List every line of the material that contains the word "bowl".

Stored items:
+ + + + +

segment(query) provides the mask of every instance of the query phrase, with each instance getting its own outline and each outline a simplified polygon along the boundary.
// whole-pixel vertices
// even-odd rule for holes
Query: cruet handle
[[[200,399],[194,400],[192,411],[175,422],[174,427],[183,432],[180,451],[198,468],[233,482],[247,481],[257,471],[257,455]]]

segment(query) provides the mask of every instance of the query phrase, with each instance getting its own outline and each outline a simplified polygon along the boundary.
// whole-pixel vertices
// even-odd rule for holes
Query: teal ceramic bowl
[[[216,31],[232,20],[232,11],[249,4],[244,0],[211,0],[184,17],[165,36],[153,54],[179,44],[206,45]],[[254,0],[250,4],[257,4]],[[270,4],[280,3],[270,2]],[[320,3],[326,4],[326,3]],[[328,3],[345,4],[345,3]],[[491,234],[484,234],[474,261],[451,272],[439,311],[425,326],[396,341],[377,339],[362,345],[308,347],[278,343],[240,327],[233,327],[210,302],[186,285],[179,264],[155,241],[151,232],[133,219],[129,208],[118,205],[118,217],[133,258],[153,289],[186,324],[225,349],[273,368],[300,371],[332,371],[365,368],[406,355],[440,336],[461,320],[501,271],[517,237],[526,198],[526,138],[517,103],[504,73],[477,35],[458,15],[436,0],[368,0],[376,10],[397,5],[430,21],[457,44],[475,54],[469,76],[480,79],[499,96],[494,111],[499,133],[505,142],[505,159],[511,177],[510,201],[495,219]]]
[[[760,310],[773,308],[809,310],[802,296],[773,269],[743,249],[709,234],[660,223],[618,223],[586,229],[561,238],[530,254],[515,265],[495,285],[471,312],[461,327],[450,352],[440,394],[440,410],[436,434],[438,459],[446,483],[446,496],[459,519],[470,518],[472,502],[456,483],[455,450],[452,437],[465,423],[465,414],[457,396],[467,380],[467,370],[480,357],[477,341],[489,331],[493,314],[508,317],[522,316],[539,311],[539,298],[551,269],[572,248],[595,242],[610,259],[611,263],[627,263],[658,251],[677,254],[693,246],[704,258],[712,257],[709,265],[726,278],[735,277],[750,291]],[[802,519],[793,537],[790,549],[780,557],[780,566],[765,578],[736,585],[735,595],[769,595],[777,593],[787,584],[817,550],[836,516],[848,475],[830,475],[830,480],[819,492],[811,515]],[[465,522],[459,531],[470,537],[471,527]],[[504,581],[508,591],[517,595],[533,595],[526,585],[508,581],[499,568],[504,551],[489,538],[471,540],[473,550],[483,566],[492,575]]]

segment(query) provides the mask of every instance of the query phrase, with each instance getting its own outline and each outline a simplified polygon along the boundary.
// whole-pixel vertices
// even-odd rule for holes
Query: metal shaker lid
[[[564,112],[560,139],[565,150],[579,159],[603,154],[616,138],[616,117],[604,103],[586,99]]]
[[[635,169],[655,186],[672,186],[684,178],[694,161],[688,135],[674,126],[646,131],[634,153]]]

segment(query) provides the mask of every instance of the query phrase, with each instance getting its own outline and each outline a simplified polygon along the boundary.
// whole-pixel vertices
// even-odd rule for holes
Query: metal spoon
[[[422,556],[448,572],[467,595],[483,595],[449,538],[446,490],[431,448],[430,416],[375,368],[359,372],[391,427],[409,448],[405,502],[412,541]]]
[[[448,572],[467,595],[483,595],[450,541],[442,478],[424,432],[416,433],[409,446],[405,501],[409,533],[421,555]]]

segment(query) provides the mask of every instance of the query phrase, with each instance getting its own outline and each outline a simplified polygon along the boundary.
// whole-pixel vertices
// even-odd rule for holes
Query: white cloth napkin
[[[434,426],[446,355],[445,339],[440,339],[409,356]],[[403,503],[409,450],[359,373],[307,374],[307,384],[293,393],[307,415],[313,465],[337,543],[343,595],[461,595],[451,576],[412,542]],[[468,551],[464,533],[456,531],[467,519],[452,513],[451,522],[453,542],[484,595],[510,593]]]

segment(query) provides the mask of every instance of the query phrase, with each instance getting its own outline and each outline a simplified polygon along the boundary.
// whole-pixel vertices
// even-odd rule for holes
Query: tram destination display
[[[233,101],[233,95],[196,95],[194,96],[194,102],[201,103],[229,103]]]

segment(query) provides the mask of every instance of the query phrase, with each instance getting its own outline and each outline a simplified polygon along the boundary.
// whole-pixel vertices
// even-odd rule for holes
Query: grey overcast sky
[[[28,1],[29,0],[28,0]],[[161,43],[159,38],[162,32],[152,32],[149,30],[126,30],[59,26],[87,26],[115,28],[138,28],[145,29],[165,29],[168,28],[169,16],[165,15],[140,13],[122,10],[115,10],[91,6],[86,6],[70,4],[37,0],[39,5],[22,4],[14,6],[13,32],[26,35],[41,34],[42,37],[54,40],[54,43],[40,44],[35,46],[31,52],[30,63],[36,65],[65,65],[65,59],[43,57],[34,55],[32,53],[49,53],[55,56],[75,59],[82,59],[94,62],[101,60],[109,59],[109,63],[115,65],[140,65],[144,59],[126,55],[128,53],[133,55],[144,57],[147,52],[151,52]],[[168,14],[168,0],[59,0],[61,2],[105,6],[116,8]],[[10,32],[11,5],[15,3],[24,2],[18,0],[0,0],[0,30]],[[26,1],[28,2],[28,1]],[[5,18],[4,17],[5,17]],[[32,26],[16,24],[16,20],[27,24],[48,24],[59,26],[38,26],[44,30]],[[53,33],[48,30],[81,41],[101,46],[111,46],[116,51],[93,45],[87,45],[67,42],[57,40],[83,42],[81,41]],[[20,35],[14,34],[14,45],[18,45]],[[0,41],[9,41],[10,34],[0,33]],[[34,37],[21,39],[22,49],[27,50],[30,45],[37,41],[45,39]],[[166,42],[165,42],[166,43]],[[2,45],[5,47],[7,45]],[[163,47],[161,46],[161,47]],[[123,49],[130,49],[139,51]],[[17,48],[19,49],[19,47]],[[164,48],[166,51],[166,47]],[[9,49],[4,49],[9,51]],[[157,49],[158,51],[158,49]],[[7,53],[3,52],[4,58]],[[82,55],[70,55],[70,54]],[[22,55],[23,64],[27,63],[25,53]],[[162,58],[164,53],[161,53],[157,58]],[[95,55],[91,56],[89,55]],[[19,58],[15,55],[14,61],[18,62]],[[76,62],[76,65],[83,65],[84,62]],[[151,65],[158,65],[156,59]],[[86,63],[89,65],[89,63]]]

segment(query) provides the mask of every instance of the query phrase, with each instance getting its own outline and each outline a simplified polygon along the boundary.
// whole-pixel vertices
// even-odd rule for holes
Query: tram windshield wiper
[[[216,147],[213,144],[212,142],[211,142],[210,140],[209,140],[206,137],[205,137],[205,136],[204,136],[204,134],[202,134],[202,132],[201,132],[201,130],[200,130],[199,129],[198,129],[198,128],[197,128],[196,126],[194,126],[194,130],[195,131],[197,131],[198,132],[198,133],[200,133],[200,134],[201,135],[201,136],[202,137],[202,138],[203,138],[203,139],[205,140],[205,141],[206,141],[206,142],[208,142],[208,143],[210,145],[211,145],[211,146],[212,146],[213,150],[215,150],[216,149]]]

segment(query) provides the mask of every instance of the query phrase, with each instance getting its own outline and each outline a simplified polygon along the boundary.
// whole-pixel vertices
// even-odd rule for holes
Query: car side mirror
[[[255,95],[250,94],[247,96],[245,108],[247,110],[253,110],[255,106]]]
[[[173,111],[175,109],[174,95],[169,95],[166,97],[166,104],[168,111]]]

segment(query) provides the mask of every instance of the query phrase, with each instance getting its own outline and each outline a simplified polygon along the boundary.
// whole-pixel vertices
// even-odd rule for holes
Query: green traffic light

+ + + + +

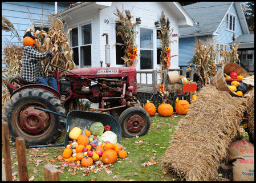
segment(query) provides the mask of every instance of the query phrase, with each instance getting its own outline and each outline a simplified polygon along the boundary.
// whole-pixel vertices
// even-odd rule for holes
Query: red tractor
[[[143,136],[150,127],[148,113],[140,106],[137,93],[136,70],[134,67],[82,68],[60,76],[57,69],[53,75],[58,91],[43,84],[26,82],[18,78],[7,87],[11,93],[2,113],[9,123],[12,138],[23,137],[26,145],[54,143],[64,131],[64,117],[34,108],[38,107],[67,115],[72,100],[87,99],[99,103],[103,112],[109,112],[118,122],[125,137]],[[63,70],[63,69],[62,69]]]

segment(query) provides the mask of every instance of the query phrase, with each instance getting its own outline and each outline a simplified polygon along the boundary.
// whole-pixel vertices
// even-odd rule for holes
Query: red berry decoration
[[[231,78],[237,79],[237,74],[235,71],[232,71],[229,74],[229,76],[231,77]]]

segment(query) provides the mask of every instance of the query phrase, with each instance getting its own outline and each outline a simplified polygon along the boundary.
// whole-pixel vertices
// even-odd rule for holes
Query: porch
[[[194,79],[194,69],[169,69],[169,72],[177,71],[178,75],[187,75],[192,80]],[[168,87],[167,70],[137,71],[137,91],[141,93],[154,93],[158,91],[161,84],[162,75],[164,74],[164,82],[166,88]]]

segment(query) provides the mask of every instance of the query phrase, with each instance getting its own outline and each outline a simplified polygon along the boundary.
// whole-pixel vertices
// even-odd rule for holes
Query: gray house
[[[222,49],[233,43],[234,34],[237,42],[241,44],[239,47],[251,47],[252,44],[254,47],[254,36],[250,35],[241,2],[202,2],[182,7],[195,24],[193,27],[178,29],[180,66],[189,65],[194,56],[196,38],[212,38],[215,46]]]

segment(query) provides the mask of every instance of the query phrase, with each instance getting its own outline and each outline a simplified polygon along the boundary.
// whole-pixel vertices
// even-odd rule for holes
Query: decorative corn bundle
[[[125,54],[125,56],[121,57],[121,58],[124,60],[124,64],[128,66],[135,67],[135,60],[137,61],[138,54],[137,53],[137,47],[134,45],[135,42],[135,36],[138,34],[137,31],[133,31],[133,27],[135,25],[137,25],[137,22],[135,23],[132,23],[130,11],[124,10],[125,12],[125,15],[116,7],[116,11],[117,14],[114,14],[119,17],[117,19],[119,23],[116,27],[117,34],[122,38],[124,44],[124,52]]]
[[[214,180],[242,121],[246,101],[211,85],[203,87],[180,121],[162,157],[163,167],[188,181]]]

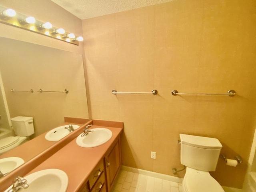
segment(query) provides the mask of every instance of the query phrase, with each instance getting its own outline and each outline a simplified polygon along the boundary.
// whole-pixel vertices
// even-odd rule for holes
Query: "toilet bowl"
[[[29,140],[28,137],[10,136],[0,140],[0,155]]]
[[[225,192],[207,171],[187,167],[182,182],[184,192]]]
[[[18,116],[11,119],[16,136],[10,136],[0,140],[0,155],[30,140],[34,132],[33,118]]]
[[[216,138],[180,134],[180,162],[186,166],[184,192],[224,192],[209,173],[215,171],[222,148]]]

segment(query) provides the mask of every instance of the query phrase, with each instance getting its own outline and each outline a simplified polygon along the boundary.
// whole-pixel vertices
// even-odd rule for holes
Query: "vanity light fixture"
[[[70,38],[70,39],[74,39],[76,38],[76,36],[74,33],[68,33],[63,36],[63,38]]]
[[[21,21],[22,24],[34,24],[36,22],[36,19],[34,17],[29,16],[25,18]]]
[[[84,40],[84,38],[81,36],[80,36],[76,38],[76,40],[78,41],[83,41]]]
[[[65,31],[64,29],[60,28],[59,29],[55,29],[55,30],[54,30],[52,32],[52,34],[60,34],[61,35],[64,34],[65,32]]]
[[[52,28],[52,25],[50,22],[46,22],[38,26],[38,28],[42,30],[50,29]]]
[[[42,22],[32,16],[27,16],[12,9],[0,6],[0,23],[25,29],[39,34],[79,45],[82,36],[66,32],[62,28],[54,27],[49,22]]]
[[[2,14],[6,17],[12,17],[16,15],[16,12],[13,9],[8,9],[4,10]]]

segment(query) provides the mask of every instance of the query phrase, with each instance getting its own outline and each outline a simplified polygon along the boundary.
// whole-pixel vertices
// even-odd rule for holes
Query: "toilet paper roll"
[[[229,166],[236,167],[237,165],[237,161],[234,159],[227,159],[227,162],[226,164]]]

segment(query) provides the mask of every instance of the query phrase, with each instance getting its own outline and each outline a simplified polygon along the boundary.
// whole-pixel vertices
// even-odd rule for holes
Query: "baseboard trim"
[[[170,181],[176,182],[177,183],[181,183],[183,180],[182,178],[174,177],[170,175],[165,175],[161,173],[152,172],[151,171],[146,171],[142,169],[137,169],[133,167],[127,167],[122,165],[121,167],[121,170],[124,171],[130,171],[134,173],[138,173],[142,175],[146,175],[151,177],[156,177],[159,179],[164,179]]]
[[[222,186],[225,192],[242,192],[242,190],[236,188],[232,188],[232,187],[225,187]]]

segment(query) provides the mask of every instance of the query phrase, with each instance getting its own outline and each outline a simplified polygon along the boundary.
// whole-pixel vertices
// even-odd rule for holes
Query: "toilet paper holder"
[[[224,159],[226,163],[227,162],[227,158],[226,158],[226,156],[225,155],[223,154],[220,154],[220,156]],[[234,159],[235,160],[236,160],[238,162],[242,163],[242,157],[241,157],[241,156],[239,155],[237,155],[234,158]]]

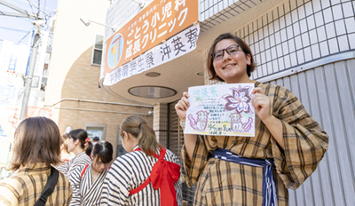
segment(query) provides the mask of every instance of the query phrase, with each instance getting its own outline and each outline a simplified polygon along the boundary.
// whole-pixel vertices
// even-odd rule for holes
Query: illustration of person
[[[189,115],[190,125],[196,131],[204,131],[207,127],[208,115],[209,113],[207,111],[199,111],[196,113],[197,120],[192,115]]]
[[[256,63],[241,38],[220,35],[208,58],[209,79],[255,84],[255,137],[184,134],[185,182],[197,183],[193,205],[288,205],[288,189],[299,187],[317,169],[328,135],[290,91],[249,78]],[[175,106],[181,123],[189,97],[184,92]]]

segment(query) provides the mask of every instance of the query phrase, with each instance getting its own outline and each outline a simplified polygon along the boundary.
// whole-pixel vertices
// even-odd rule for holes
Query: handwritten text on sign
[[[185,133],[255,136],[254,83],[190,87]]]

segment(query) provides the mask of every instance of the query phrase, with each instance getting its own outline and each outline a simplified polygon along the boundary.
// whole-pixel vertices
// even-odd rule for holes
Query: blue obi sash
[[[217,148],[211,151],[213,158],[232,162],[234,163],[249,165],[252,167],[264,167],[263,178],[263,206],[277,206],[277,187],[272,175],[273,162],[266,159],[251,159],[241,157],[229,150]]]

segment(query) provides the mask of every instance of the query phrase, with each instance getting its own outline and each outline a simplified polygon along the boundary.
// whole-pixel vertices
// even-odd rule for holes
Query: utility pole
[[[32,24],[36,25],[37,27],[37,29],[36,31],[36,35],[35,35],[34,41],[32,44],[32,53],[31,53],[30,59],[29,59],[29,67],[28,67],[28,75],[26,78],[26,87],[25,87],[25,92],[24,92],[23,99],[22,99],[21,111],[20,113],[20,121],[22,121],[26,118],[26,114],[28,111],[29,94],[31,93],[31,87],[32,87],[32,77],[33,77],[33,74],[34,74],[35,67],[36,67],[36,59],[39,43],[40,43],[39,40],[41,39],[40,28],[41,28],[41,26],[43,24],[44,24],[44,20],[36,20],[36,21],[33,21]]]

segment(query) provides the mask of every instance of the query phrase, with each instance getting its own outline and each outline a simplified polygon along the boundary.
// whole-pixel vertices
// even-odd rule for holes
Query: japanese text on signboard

+ + + + +

■ RIGHT ANSWER:
Query: teal ceramic bowl
Query: "toilet bowl"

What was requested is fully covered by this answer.